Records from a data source
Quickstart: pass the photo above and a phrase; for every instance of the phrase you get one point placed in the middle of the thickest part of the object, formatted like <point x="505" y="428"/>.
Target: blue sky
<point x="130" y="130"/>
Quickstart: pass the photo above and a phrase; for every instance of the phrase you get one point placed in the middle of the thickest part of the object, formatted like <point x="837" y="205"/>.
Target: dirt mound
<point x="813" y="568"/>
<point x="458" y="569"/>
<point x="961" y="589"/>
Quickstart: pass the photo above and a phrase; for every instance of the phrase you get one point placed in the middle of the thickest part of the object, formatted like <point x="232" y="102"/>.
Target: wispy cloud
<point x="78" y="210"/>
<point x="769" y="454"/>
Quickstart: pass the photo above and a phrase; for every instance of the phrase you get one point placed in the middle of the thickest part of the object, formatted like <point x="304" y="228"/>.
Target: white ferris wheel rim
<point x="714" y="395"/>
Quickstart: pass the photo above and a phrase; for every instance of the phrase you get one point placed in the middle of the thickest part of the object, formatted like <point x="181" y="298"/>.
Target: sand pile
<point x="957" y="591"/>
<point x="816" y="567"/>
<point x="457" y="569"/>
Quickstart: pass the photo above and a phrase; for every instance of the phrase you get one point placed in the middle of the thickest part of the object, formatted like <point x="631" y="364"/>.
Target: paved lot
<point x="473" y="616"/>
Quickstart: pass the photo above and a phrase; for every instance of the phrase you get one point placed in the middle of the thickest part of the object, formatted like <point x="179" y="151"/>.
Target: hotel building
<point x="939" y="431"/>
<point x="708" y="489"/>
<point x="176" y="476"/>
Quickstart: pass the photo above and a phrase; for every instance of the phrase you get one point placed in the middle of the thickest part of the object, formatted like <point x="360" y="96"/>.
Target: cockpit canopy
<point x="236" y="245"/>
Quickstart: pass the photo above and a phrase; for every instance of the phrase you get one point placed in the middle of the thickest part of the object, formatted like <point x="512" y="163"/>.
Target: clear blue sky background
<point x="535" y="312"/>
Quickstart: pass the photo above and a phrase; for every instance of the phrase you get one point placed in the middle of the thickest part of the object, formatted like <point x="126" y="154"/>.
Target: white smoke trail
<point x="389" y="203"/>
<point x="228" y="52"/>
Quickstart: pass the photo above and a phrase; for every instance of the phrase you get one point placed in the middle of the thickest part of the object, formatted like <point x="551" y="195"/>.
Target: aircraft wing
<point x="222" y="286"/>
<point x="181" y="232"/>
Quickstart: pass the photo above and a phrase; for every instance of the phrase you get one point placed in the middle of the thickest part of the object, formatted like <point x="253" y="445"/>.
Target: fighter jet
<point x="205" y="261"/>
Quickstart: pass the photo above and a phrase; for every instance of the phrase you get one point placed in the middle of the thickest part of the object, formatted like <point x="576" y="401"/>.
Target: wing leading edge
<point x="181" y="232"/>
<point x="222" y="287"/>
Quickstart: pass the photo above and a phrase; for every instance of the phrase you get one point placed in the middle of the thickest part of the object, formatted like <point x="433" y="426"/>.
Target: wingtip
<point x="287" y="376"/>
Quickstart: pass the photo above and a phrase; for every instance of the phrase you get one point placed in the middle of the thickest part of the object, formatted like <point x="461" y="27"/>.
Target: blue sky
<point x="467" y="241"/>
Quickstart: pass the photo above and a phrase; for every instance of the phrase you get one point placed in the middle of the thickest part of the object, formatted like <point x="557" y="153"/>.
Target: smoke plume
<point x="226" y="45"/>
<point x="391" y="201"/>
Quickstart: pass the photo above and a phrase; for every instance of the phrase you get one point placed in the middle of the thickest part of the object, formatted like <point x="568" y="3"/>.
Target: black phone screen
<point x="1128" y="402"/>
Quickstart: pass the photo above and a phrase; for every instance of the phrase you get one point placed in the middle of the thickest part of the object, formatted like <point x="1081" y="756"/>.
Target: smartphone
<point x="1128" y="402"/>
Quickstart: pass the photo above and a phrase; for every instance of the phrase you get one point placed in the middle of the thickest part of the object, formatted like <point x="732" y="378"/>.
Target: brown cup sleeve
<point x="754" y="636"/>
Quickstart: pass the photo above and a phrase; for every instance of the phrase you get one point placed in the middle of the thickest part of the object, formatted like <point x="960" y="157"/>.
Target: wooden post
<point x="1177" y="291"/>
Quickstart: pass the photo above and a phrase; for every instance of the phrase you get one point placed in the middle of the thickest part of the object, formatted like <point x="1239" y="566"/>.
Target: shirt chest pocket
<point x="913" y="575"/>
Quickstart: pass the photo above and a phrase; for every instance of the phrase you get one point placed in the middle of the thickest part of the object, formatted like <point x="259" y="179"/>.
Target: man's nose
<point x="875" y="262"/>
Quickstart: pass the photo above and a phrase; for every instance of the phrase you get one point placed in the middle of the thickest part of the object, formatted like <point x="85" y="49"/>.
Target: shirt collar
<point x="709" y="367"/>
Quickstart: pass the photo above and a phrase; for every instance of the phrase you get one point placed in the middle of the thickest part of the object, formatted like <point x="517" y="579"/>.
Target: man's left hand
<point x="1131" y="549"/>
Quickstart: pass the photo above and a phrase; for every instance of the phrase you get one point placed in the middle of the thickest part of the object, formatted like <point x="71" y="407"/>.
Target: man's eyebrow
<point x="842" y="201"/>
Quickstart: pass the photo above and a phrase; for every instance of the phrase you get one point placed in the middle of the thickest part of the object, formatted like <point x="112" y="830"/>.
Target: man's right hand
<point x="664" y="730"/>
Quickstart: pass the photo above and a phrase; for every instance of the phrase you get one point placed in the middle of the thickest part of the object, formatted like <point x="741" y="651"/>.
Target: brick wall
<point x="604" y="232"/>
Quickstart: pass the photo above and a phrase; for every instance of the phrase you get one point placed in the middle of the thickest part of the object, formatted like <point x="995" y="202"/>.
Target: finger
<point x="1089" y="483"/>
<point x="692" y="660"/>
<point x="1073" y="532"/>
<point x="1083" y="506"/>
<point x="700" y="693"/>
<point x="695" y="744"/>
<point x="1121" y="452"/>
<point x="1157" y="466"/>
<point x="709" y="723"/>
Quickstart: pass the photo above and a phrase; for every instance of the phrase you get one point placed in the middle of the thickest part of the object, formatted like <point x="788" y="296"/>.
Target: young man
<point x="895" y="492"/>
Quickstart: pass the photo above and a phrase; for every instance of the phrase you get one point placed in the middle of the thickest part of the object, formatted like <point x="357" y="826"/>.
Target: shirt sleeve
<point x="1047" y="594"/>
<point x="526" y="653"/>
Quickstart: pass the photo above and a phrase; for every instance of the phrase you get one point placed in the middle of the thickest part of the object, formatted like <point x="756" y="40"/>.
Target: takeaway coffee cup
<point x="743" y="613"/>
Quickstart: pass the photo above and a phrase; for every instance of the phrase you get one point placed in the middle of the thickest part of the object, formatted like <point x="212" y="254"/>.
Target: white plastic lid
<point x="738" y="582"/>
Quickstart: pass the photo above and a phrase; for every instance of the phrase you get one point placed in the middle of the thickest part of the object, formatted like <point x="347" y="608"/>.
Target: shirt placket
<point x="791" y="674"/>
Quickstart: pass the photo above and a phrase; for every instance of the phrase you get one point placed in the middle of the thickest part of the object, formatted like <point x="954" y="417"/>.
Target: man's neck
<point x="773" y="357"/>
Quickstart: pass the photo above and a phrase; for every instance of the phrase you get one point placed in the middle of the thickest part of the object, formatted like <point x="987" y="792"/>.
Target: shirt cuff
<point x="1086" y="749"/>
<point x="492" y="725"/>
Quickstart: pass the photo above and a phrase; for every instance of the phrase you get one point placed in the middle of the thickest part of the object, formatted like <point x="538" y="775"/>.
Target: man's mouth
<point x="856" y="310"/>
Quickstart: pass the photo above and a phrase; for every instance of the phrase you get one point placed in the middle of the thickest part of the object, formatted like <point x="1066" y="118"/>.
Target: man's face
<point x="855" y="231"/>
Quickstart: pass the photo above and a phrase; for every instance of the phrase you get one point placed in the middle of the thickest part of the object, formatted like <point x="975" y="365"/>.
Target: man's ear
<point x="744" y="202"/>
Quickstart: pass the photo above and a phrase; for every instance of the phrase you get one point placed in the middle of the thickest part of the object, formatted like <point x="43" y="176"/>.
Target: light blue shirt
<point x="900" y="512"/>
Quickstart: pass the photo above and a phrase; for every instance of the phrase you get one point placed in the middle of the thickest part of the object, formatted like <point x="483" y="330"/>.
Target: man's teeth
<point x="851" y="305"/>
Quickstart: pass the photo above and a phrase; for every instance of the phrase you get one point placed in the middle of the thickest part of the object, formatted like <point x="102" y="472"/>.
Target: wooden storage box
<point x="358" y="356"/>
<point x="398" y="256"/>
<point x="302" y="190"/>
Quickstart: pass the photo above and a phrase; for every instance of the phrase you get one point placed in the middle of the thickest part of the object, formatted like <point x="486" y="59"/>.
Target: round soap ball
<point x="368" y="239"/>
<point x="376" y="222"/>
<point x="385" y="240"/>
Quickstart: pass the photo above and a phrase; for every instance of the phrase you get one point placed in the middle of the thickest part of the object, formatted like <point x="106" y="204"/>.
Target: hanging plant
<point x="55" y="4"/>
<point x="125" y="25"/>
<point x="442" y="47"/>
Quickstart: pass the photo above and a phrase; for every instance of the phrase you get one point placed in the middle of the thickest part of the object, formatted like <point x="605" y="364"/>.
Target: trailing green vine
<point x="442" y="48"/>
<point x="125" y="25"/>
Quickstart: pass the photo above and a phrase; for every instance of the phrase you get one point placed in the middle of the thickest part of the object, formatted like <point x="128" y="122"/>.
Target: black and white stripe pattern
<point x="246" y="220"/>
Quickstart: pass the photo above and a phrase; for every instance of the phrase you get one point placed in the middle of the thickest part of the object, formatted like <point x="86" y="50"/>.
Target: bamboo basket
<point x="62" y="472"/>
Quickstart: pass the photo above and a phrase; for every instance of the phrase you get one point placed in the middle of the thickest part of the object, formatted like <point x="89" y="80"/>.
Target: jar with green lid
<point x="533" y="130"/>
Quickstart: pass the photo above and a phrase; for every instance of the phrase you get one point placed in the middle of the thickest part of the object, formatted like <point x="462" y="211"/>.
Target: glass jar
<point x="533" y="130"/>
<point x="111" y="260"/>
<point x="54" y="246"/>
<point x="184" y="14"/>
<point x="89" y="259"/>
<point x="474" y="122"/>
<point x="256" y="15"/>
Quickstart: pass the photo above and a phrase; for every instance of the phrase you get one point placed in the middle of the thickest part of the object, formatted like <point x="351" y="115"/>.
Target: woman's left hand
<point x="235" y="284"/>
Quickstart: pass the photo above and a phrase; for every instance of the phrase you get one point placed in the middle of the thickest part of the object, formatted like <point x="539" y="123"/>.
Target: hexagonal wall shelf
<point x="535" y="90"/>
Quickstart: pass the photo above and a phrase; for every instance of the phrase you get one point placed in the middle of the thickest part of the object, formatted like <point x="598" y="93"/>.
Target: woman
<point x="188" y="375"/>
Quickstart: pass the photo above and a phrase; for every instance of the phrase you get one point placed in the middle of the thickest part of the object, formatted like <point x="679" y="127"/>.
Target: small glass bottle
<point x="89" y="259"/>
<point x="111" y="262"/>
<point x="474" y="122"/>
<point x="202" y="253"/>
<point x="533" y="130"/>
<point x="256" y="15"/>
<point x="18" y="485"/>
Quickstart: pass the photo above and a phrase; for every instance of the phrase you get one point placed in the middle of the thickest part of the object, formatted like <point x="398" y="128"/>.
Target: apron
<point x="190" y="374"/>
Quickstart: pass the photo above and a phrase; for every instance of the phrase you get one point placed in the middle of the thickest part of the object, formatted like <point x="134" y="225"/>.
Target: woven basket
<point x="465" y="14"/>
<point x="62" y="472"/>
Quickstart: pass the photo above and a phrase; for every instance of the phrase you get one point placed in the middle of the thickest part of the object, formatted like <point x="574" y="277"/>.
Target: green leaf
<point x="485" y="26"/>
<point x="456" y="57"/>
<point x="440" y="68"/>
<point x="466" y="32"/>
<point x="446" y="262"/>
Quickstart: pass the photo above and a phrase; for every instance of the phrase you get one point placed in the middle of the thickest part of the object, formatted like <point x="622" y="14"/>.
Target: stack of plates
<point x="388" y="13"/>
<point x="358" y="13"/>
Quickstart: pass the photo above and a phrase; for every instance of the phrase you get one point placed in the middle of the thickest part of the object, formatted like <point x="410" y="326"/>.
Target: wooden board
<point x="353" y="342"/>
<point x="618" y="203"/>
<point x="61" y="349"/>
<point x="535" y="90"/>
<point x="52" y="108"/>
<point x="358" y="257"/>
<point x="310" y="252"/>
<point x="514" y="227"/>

WHAT YOU HAVE TO DO = Write out, without alteration, the line that contains "Target: green leaf" and all subsequent lines down to the end of the data above.

FINISHED TASK =
Target: green leaf
<point x="485" y="26"/>
<point x="456" y="57"/>
<point x="440" y="68"/>
<point x="466" y="32"/>
<point x="446" y="262"/>
Quickstart: pass the photo above and a phrase; for every instance of the phrase you get one point placed in the middle of the thickest part of the object, formatted like <point x="622" y="14"/>.
Target: stack of plates
<point x="388" y="13"/>
<point x="358" y="13"/>
Quickstart: pass the photo above and a phrase; for every instance of the phrase you get one point placed in the middle of the thickest part of the object, formatted like <point x="410" y="326"/>.
Target: wooden board
<point x="353" y="342"/>
<point x="618" y="203"/>
<point x="61" y="349"/>
<point x="535" y="90"/>
<point x="52" y="108"/>
<point x="358" y="257"/>
<point x="310" y="252"/>
<point x="514" y="227"/>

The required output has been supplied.